*** Begin section ***
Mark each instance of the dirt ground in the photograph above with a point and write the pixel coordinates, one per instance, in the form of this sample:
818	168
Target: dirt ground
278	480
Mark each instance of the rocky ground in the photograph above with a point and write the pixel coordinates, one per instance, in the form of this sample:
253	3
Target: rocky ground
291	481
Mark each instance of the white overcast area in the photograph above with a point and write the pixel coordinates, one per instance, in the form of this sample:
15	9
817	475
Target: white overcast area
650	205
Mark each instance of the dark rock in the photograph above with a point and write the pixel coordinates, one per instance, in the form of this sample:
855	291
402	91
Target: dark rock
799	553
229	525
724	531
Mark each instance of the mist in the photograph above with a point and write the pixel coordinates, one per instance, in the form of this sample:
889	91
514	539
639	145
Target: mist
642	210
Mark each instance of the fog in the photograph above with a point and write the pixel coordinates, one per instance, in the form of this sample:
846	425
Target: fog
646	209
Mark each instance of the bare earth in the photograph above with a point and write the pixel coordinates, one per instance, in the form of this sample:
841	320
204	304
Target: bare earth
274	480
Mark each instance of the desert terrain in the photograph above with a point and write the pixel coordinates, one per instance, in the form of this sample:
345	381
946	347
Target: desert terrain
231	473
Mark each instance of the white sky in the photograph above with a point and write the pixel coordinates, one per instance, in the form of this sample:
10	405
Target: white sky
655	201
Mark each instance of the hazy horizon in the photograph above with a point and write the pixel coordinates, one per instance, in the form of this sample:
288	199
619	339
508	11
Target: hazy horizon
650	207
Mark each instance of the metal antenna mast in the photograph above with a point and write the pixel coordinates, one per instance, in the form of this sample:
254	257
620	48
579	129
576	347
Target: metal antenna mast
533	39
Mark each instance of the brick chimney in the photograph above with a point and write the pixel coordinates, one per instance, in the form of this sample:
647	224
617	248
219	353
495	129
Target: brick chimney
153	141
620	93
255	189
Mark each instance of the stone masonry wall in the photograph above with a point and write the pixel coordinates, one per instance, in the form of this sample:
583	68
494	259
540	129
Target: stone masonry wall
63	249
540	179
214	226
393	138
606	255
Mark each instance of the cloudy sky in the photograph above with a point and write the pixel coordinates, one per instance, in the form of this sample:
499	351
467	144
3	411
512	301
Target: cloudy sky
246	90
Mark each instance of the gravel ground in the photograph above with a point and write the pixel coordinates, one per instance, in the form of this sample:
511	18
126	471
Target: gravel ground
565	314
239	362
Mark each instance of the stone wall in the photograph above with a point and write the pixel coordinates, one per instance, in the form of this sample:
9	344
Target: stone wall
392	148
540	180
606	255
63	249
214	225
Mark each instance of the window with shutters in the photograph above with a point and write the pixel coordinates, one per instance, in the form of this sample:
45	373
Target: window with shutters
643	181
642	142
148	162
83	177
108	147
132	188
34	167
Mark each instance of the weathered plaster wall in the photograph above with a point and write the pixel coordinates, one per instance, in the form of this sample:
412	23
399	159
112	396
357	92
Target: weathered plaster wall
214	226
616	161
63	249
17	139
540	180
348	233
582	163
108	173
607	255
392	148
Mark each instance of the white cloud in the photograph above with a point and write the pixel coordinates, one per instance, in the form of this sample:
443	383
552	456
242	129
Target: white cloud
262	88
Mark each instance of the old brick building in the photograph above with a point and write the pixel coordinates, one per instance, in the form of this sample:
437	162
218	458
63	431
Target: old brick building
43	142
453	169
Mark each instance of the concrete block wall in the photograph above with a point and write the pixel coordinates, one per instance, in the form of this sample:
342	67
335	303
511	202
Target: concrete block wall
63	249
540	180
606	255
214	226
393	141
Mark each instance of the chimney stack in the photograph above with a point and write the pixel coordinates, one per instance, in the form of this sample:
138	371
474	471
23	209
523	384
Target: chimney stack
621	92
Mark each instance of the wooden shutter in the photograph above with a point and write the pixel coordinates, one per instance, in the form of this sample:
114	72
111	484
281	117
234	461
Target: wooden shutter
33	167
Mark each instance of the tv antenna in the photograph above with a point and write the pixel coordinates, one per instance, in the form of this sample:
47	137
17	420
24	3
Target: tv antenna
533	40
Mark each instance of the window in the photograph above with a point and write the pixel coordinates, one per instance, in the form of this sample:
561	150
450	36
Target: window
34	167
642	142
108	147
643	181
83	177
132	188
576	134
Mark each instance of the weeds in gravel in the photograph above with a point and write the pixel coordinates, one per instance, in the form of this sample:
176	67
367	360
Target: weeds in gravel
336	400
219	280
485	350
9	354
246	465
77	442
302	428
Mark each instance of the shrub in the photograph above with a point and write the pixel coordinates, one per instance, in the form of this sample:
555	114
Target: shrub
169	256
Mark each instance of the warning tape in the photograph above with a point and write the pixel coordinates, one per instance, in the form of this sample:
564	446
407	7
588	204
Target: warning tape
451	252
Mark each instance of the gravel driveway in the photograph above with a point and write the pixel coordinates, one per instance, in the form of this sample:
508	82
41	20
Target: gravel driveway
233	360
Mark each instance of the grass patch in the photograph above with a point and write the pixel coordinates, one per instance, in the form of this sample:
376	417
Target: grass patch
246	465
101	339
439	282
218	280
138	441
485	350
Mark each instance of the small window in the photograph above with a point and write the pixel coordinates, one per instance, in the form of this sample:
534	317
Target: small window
*** End section ***
*** Begin section ***
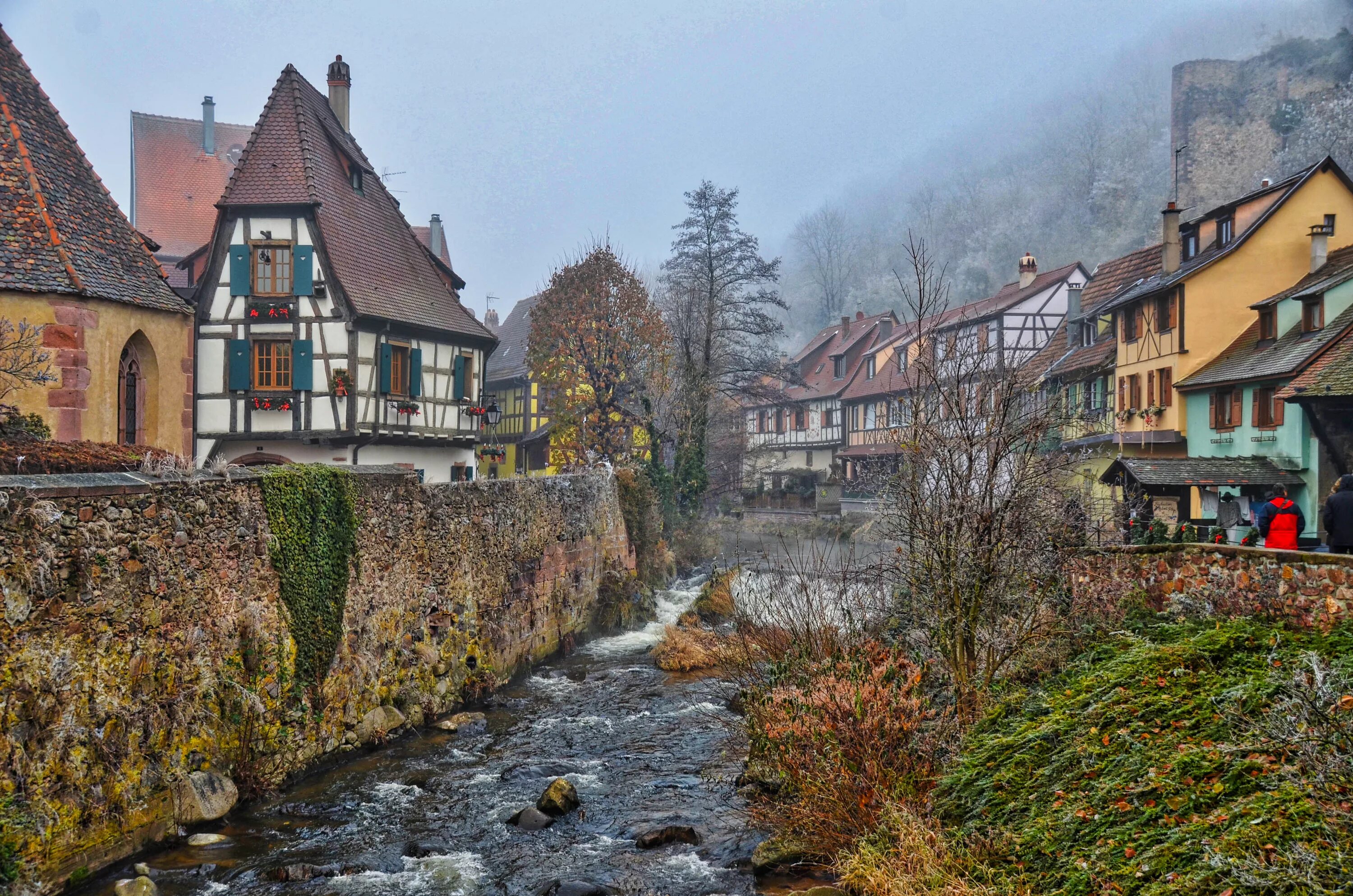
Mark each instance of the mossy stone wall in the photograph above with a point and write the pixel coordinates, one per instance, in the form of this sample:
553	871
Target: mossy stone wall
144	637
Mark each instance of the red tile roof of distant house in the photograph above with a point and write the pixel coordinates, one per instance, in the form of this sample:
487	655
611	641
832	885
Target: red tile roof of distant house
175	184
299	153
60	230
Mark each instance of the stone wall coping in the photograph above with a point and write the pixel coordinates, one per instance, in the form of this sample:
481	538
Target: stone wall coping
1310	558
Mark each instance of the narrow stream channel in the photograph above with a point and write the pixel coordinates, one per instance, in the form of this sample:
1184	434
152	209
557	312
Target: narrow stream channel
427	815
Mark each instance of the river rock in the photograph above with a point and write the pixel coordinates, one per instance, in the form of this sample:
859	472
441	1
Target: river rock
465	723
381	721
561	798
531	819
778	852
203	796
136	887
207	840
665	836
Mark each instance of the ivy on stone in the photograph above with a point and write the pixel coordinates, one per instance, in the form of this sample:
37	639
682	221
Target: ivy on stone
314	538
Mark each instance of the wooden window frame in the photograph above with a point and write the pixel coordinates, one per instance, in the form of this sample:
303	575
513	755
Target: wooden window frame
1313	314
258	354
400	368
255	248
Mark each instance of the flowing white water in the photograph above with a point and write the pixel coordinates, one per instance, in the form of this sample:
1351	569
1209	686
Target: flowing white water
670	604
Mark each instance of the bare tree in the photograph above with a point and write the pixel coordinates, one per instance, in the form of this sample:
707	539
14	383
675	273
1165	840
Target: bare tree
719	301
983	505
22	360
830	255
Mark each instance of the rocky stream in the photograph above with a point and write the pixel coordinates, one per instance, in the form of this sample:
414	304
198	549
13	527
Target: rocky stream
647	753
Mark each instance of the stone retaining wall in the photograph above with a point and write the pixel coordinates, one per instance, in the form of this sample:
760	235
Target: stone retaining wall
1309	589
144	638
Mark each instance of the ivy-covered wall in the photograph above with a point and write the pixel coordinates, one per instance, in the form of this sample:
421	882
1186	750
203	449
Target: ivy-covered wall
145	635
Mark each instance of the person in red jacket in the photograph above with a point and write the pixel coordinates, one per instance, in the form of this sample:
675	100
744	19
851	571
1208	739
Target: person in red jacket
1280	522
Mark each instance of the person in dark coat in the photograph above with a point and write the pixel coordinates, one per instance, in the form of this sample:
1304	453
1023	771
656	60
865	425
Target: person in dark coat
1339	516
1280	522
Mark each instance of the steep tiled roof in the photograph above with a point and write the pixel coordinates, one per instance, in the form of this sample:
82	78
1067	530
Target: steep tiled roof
*** End section ***
**TASK PROMPT:** Only lines holding the string "tiled" are wanted; gather each one from the entries above.

**SOLUTION BELOW:**
Mark each instance of the steep tiled roof in the photograph above with a point and write the pixel coordinates, one per instance, in the form of this sample:
Target: steep tiled roof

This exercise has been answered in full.